Segment Open

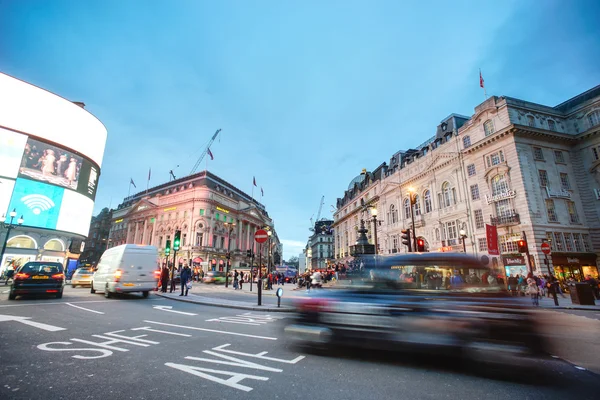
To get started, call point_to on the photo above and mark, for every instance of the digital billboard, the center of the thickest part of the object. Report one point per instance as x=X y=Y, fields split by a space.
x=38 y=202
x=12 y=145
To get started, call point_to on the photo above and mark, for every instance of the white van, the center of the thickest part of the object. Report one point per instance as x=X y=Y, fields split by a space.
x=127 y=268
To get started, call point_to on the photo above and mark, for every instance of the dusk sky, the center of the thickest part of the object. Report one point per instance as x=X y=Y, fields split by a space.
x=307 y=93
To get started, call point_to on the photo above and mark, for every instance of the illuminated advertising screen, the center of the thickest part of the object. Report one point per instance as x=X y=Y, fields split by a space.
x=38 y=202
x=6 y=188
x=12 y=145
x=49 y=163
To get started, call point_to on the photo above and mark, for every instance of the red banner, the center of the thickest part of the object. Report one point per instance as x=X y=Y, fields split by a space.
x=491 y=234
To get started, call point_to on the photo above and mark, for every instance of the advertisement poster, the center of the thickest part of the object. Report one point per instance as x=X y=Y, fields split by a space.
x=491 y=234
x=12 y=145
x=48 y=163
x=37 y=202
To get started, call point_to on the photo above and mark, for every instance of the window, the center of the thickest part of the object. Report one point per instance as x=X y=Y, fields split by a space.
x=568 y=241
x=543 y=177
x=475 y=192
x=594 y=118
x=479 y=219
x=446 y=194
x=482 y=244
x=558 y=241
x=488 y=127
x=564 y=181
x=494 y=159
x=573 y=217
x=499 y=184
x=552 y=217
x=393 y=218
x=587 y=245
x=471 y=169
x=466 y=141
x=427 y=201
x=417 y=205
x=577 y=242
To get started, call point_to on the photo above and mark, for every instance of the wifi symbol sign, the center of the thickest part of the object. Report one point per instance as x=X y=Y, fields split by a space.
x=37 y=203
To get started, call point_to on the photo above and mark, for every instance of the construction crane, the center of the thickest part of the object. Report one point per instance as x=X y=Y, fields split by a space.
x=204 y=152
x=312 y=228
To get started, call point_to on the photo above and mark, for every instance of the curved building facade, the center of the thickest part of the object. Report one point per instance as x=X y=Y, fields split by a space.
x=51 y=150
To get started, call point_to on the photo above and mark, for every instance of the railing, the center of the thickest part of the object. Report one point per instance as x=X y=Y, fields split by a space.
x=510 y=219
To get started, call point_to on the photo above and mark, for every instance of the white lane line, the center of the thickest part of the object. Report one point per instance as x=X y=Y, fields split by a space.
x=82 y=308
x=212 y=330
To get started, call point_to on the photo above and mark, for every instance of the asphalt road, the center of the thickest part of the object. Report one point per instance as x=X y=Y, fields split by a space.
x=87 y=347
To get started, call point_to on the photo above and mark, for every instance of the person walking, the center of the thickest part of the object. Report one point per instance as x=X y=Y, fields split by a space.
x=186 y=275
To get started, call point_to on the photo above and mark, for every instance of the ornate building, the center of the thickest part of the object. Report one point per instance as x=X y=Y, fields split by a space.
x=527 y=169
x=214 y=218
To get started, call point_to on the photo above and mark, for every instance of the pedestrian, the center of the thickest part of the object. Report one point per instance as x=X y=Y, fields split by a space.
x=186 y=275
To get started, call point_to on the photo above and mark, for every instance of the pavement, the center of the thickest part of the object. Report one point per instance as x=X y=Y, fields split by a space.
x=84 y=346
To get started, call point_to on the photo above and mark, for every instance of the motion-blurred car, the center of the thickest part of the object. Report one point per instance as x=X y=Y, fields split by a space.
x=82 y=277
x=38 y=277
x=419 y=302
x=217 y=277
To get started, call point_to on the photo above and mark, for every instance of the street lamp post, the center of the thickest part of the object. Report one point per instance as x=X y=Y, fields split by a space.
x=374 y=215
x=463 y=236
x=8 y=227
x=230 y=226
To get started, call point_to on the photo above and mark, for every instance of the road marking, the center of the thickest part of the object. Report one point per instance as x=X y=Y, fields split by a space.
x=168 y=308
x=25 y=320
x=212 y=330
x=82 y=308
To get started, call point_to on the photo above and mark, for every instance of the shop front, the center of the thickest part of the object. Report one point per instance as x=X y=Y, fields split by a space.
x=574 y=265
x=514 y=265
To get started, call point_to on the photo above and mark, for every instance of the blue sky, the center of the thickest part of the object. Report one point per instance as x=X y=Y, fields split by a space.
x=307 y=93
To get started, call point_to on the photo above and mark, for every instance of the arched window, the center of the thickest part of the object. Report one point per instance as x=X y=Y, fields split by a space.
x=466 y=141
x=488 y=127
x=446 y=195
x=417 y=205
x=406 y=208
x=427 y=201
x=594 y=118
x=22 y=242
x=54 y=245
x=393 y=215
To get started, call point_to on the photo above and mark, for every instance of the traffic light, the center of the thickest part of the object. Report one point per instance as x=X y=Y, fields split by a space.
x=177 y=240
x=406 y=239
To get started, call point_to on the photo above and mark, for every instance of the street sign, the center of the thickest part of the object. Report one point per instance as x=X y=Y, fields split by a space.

Segment Closed

Although the records contain pictures, the copy should hold only their text, reproduced exactly.

To get started, call point_to on the photo above and mark, for every instance of the digital billboard, the center of the thickest part of the object. Report one point per instance as x=X y=Y, fields split by a space.
x=38 y=202
x=12 y=145
To get started, call point_to on the photo above and mark, for every instance of the white van, the center of the thickest part of the object. Report one point per instance as x=X y=Y, fields split by a space.
x=127 y=268
To get started, call point_to on the photo above and mark, for every instance of the dusk sky, the center of the thickest part of the object. Report one point per instance as x=X y=Y, fields split by a space.
x=307 y=93
To get started, call point_to on the photo above and mark, for every instance of the illuminated advertising screen, the center of the thickest part of the object. Report one point per instance as x=X y=Y, fields split by a space.
x=38 y=202
x=6 y=188
x=12 y=145
x=49 y=163
To get started, call point_to on the photo above and mark, for every instance of the red banner, the center of the thickest part of the object. Report one point per instance as x=X y=Y, fields split by a space.
x=491 y=234
To get started, call point_to on the photo above and mark, for every instance of the advertisement poster, the center of the thickest part of the object. Report one point per instance as x=X y=Y, fields split by a space.
x=491 y=234
x=12 y=145
x=48 y=163
x=37 y=202
To get started, call point_to on the photo above and mark, for every instance of the window, the center of the thickest part of the object. Report one point per instance as x=X y=Y, fields split by a space.
x=568 y=241
x=543 y=177
x=475 y=192
x=594 y=118
x=479 y=219
x=446 y=194
x=482 y=244
x=558 y=241
x=488 y=127
x=564 y=181
x=494 y=159
x=573 y=217
x=499 y=184
x=552 y=217
x=393 y=218
x=587 y=245
x=471 y=169
x=466 y=141
x=427 y=201
x=417 y=205
x=577 y=242
To get started, call point_to on the photo above and mark, for every instance of the wifi symbol sign, the center of the thickest part of the object. Report one point per instance as x=X y=Y, fields split by a space.
x=37 y=203
To get started, call point_to on the photo above and mark, for every instance of the construction crane, the center of the thickest part of the object. Report one point per instance as x=X y=Y, fields split by a space.
x=204 y=152
x=312 y=228
To get started, call point_to on the photo above and mark, for every instance of the curved building facade, the center of the thickest part of the object. Report one point per instance as x=X y=Y, fields split by a space.
x=51 y=150
To get started, call point_to on the photo above and mark, for every instance of the railing, the center of the thickest part of the object. Report one point per instance as x=X y=Y, fields split by a space.
x=510 y=219
To get started, call point_to on the photo above and mark, for every instance of the white lane line, the center of the thickest part of the object. Report one point per instance as x=X y=Y, fields split by a space.
x=82 y=308
x=212 y=330
To get started, call point_to on the photo above and mark, for every instance of the asphalt road, the center of the thickest part of the object. Report one point per instance as x=X y=Y, fields split by a space.
x=87 y=347
To get started, call point_to on the photo above and mark, for every instance of the person walking, the center of the thickest part of the object. Report one point per instance as x=X y=Y, fields split by a space.
x=186 y=275
To get started, call point_to on the photo above and mark, for every instance of the ornate building, the center of the thickest part of the object. Report one point per instance as x=X y=Y, fields split by a space.
x=527 y=169
x=214 y=218
To get started, call point_to on the photo above and mark, for every instance of the pedestrian, the center of the thickest part of the object. Report one point per instance as x=X y=Y, fields split by a space.
x=186 y=275
To get started, call point_to on the photo above and mark, for every instance of the pavement, the center of the thickest part of the object. Report one point per instance as x=X y=Y, fields split by a space.
x=84 y=346
To get started, call point_to on the photo above and mark, for every instance of the motion-blurred car, the center of the thickest part of the object. Report one point per instance as x=X y=Y, fields split by a space.
x=82 y=277
x=38 y=277
x=419 y=302
x=217 y=277
To get started, call point_to on the photo above and mark, for every instance of the street lamp post, the center of the thickest part of the object. Report one point per instance as x=X y=Y, fields split by a space.
x=374 y=215
x=463 y=236
x=8 y=227
x=230 y=226
To get started, call point_to on the photo above and mark, for every instance of the road marking, the center of the thickest part of the object. Report one point per instance as x=X y=Y, fields split by a space.
x=168 y=308
x=25 y=320
x=212 y=330
x=82 y=308
To get started, call point_to on the photo above and mark, for every instance of the shop front, the center of the thickest part of the object. Report one point per instance as x=X y=Y, fields split by a space.
x=574 y=265
x=514 y=265
To get started, call point_to on the photo above and mark, for every instance of the blue sky, the center of the thickest part of the object. Report one point per instance as x=X y=Y, fields split by a space.
x=307 y=93
To get started, call point_to on the photo above and mark, for every instance of the arched window, the center of the thickest part of the object. Report one point per instance as x=X y=Y, fields split by a space.
x=466 y=141
x=488 y=127
x=446 y=195
x=417 y=205
x=406 y=208
x=427 y=201
x=594 y=118
x=22 y=242
x=54 y=245
x=393 y=215
To get started, call point_to on the photo above and mark, for every instance of the traffic light, the center of the thickest part of the object. Report one point per instance as x=X y=Y, fields split by a space.
x=177 y=240
x=406 y=239
To get started, call point_to on the photo above and mark, for every instance of the street sign, the center of the thickest part of the object. Report one point per instance as x=X y=Y, fields split by a space.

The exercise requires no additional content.